==== DOCUMENT TEXT
The Shah Nawaz Khan Committee was also setup by the government in the 1956 to enquire about Netaji’s death and the majority view was that Netaji died in plane crash. Netaji’s elder brother Suresh Chandra Bose however, was of the view that he did not die in the plane crash. The government accepted the majority report. Another commission, established by the government in 1970 and led by retired Chief Justice of the Punjab High Court G.D. Khosla, similarly came to the same conclusion that Netaji had died from wounds incurred in a plane crash in Taipei and that his ashes had been sent to Tokyo.

Some Judgements by Justice Manoj Kumar Mukherjee-

In “University Of Delhi & Anr vs Anand Vardhan Chandal” the issue was raised whether the fundamental right to education also includes participation by the students in the student’s activities? Even though the High Court declared that the right to education is a fundamental right in response to the first part of the query. The supreme court further extended it. The High Court is of the view that once a student is accepted, the university has a responsibility to teach him or provide him with an equal opportunity to educate himself as other students. All students must be given an equal opportunity to participate in Union activities because they are an integral element of the overall education provided by the University. The students must therefore have a reasonable amount of time after being admitted to join the student union and participate in elections for membership. Therefore, the petitioner was denied the opportunity to exercise his or her fundamental right to education as a result of the University authorities’ first decision to set the start date of the year and second decision to reject the petitioner’s nomination document.

“Kumbhar Dhirajlal Mohanlal vs State of Gujarat on 4 October, 1996” is a case of domestic violence and it also comes under section 307 i.e., attempt to murder. The facts of the case are that the appellant poured kerosene on the victim who is also his wife and he threw a matchlight then afterwards. Upon seeing the wife set ablaze, the husband tried to extinguish the fire and because of that he also got himself burned. The husband in this case pleaded not guilty and, in his defense, he said that the wife accidently caught fire while cooking. The wife did manage to give dying declaration but which itself the court assumed would be painful enough. The court was of the opinion that only a shrewd person can set their wife on fire and then show an attempt to extinguish it. His appeal was rejected.
========
==== STORED DATA
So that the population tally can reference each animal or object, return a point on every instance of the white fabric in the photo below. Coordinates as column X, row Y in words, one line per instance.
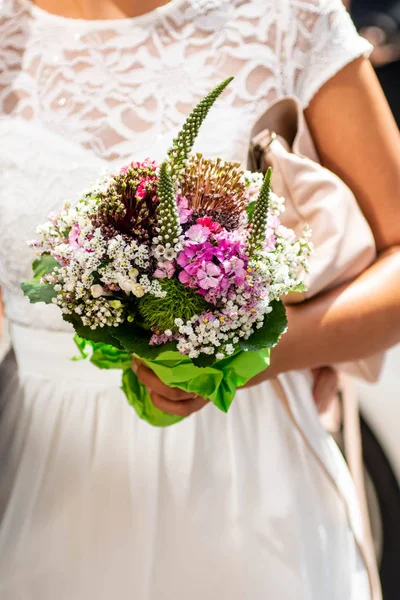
column 96, row 504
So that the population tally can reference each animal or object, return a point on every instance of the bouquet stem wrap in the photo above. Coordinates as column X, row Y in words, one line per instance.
column 217, row 383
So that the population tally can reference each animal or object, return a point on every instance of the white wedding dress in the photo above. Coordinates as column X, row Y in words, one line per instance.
column 95, row 504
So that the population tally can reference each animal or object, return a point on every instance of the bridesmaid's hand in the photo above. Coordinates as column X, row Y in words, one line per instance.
column 168, row 399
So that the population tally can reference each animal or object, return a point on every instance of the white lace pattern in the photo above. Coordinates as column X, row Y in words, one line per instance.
column 80, row 96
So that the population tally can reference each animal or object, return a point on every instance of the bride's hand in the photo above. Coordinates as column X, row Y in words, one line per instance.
column 168, row 399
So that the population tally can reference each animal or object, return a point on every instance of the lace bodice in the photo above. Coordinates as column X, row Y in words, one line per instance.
column 77, row 97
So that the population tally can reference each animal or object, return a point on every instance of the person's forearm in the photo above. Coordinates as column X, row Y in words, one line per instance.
column 346, row 324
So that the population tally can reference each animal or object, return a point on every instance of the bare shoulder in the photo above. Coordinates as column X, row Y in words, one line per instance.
column 358, row 139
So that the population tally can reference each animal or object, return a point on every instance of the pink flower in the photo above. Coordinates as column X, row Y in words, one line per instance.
column 213, row 226
column 183, row 210
column 187, row 255
column 146, row 164
column 186, row 279
column 198, row 234
column 141, row 190
column 164, row 269
column 209, row 276
column 73, row 237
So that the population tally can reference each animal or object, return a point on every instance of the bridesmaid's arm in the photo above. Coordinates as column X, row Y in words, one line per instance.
column 357, row 138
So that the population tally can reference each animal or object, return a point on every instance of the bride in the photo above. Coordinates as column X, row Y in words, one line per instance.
column 94, row 503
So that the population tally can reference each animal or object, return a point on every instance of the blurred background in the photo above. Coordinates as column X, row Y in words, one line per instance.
column 379, row 22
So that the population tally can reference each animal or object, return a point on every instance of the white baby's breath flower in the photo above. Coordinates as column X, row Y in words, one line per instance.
column 97, row 291
column 138, row 290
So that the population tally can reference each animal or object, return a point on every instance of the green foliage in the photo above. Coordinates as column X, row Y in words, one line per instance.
column 102, row 355
column 33, row 288
column 250, row 210
column 179, row 303
column 44, row 265
column 137, row 341
column 38, row 292
column 183, row 144
column 167, row 210
column 138, row 397
column 260, row 216
column 275, row 324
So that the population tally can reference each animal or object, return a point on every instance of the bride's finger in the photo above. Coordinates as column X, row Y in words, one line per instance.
column 181, row 408
column 152, row 382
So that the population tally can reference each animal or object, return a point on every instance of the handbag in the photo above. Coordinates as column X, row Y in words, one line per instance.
column 344, row 244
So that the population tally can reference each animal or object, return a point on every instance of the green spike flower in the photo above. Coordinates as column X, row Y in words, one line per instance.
column 180, row 302
column 260, row 216
column 183, row 144
column 169, row 228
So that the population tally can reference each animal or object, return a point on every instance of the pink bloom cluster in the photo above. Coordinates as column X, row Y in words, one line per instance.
column 213, row 260
column 147, row 183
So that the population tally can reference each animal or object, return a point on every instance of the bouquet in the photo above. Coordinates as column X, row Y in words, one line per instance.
column 182, row 265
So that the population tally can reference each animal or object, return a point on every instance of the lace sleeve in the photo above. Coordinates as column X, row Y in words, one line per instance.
column 329, row 42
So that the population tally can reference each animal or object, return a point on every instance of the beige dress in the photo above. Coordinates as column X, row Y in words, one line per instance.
column 94, row 503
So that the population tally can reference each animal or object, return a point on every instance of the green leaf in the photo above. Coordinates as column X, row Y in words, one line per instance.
column 275, row 324
column 102, row 355
column 138, row 397
column 33, row 288
column 38, row 292
column 136, row 341
column 44, row 265
column 204, row 360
========
(WHAT THIS EXERCISE ASKS):
A. Answer these from the document text:
(i) In what year was the commission led by G.D. Khosla set up?
(ii) Which of Netaji's relatives believed he did not die in the plane crash?
(iii) In "Kumbhar Dhirajlal Mohanlal vs State of Gujarat," how did the husband say his wife caught fire?
B. Extract the part of the document text from "The Shah Nawaz" to "sent to Tokyo.", with no changes.
The records have nothing to do with any of this.

(EXPECTED RESULTS):
A.
(i) 1970
(ii) His elder brother, Suresh Chandra Bose
(iii) He said she caught fire by accident while cooking.

B.
The Shah Nawaz Khan Committee was also setup by the government in the 1956 to enquire about Netaji’s death and the majority view was that Netaji died in plane crash. Netaji’s elder brother Suresh Chandra Bose however, was of the view that he did not die in the plane crash. The government accepted the majority report. Another commission, established by the government in 1970 and led by retired Chief Justice of the Punjab High Court G.D. Khosla, similarly came to the same conclusion that Netaji had died from wounds incurred in a plane crash in Taipei and that his ashes had been sent to Tokyo.